Texte fourni:
Régis Gayrard comédien et animateur de la Compagnie du Tigre vient de mourir. Quelque temps auparavant, il avait écrit à la DRAC Ile de France, une lettre digne et belle qu'il avait laissé FéderCies libre de rendre publique ou non, et que nous avions publiée. Il n'avait pas le raisonnement imbécile de rendre le Service Théâtre responsable de son cancer. Il n'en est pas moins vrai que le mépris persistant dans lequel son travail était tenu lui rongeait le ventre.
Son long travail d'indépendant, de nomade, lui faisait évaluer les changements néfastes qui l'empêchaient peu à peu de gagner sa vie. Homme du terrain, il avait constaté, impuissant, la mise en place des mécanismes du verrouillage culturel. Il avait donc vu- lui qui n'était pas reconnu par les critères géopolitiques de la décentralisation et ceux de ses structures alliées- se restreindre, puis disparaître ses capacités de tournées théâtrales. Il avait compris que les négociations directes, les négociations sans intermédiaires, après le succès d'un spectacle Off Avignon, l'appréciation immédiate où l'acheteur dit "topons-là", n'auraient bientôt plus cours. Artisan brisé, il entonnait la chanson de Brassens avec une pointe de douleur : "la bande au professeur Nimbus est arrivée, qui s'est mise à frapper les cieux d'alignement, chasser les dieux du firmament".

Consigne:
D'après le texte sur Régis Gayrard, à qui celui-ci avait-il écrit une lettre quelque temps avant sa mort ?

(Entrées tirées d'une collection)
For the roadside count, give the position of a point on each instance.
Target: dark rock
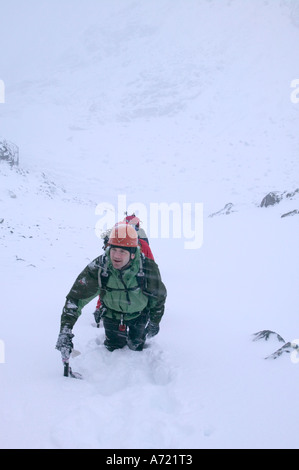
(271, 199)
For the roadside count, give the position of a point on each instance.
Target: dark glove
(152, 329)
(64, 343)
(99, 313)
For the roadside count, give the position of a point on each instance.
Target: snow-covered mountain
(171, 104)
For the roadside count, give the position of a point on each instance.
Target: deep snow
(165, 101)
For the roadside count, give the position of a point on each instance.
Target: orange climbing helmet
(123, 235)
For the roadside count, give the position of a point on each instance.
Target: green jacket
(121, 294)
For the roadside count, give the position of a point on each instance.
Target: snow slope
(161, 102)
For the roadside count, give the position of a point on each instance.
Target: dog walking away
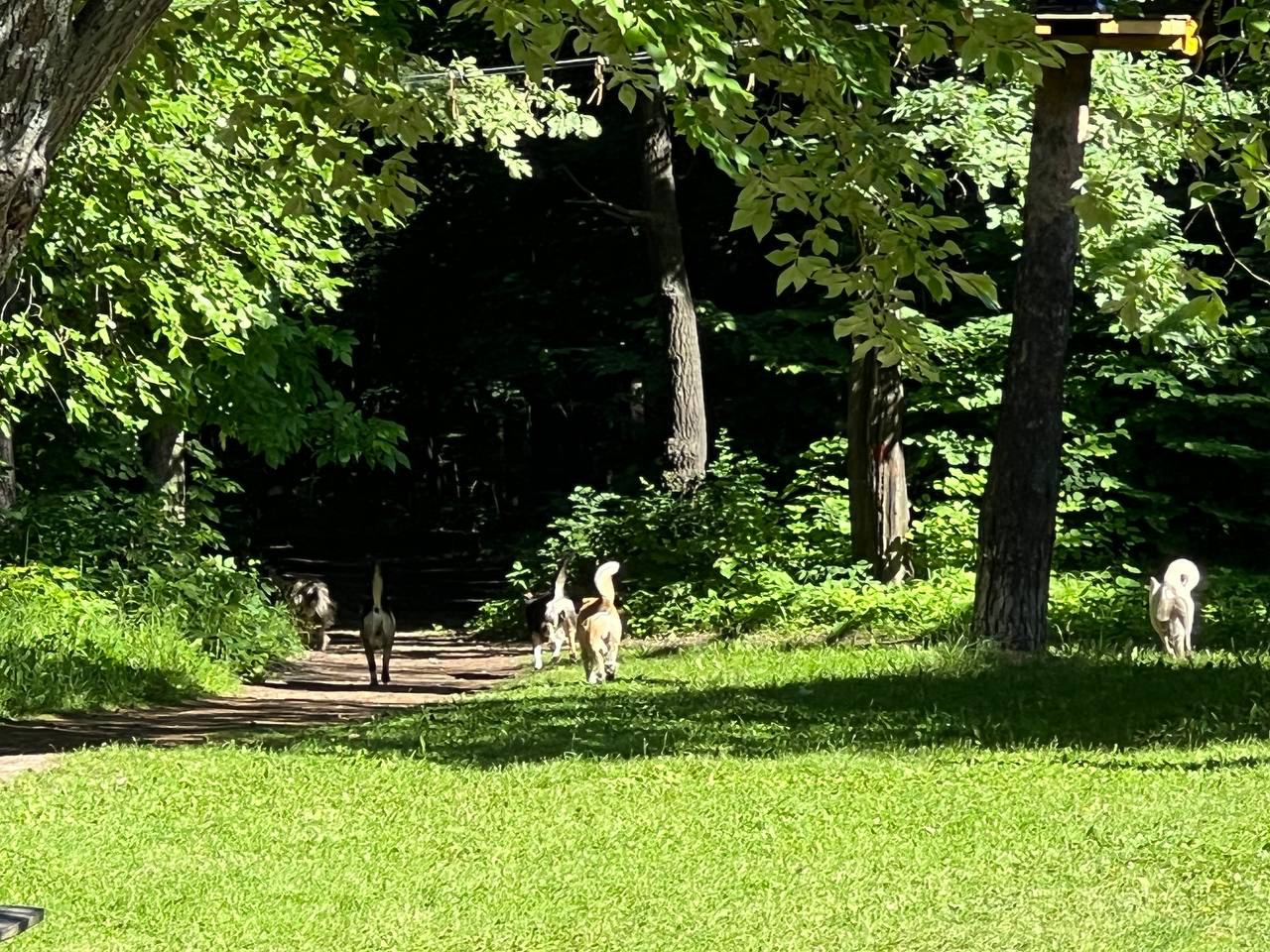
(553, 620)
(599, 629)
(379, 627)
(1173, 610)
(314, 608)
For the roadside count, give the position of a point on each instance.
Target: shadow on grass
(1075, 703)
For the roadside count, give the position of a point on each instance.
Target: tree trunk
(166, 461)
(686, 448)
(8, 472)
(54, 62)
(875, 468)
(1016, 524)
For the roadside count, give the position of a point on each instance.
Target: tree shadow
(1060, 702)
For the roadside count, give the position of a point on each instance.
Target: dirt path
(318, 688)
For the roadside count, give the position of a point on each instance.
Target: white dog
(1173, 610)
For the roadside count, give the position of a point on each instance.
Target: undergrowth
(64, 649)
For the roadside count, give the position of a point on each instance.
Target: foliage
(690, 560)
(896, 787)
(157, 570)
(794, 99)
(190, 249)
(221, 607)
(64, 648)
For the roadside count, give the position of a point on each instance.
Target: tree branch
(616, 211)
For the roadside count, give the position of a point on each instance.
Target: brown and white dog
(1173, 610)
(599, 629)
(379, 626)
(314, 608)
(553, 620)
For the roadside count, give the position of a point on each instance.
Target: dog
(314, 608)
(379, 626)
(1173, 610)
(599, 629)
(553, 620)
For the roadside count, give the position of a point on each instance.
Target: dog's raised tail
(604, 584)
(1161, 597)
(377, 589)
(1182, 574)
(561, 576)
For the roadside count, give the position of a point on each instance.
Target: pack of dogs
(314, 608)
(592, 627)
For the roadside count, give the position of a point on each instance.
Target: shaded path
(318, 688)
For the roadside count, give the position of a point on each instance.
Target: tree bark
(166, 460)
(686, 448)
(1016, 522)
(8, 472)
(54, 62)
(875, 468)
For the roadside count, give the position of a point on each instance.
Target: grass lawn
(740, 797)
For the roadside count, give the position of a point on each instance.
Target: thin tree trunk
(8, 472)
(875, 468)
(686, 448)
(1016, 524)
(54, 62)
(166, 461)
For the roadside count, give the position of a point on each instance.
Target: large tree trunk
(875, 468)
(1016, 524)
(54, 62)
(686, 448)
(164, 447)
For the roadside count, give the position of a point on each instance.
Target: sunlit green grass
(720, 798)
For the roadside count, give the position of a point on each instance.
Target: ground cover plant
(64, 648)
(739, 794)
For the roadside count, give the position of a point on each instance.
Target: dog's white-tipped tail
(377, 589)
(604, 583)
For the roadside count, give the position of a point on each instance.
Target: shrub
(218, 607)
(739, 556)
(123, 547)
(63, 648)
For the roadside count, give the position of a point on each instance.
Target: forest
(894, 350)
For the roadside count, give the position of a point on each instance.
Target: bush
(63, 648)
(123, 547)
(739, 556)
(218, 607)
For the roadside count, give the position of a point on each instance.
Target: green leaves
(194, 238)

Corrigé:
À la DRAC Ile de France.